**WORK TO COMPLETE:**
a. From the phone sensor passage, list the four kinds of sensor data that the code reads from the MAT-file.
b. Please carry on the phone sensor passage from its final sentence.

*** PASSAGE PROVIDED Section Begins ***

Read the Accelerometer, Gyroscope, Magnetometer, and Euler Angles

Read the logged phone sensor data. The MAT-file samplePhoneData.mat contains sensor data logged on an iPhone at a 100 Hz sampling rate. To run this example with your own phone data, refer to Sensor Data Collection with MATLAB Mobile.

matfile = 'samplePhoneData.mat';
SampleRate = 100; % This must match the data rate of the phone.

[Accelerometer, Gyroscope, Magnetometer, EulerAngles] ...
    = exampleHelperProcessPhoneData(matfile);

Convert to North-East-Down (NED) Coordinate Frame

MATLAB Mobile uses the convention shown in the following image. To process the sensor data with the ahrsfilter object, convert to NED, a right-handed coordinate system with clockwise motion around the axes corresponding to positive rotations. Swap the x- and y-axis and negate the z-axis for the various sensor data. Note that the accelerometer readings are negated since the readings have the opposite sign in the two conventions.

*** PASSAGE PROVIDED Section Ends ***
*** RECORDED INFORMATION Section Begins ***

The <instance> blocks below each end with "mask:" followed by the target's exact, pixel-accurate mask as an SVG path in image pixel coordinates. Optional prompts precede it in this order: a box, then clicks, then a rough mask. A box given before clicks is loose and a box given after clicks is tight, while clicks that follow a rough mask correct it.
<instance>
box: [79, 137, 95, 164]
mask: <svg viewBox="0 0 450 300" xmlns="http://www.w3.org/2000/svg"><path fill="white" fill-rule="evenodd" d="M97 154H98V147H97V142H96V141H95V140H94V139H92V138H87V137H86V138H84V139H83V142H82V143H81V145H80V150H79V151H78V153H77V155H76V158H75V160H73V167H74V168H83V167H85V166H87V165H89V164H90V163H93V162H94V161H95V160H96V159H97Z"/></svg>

*** RECORDED INFORMATION Section Ends ***

**ANSWERS PER TASK:**
a. Accelerometer, Gyroscope, Magnetometer, EulerAngles

b.
phoneAxes.png

Accelerometer = -[Accelerometer(:,2), Accelerometer(:,1), -Accelerometer(:,3)];
Gyroscope = [Gyroscope(:,2), Gyroscope(:,1), -Gyroscope(:,3)];
Magnetometer = [Magnetometer(:,2), Magnetometer(:,1), -Magnetometer(:,3)];
qTrue = quaternion([EulerAngles(:,3), -EulerAngles(:,2), EulerAngles(:,1)], ...
    'eulerd', 'ZYX', 'frame');

Correct Phone Initial Rotation

The phone may have a random rotational offset. Without knowing the offset, you cannot compare the ahrsfilter object and the phone results. Use the first four samples to determine the rotational offset, then rotate the phone data back to desirable values.

% Get a starting guess at orientation using ecompass. No coefficients
% required. Use the initial orientation estimates to figure out what the
% phone's rotational offset is.
q = ecompass(Accelerometer, Magnetometer);

Navg = 4;
qfix = meanrot(q(1:Navg))./meanrot(qTrue(1:Navg));
Orientation = qfix*qTrue; % Rotationally corrected phone data.

Tune the AHRS Filter

To optimize the noise parameters for the phone, tune the ahrsfilter object. The parameters on the filter need to be tuned for the specific IMU on the phone that logged the data in the MAT-file. Use the tune (Navigation Toolbox) function with the logged orientation data as ground truth.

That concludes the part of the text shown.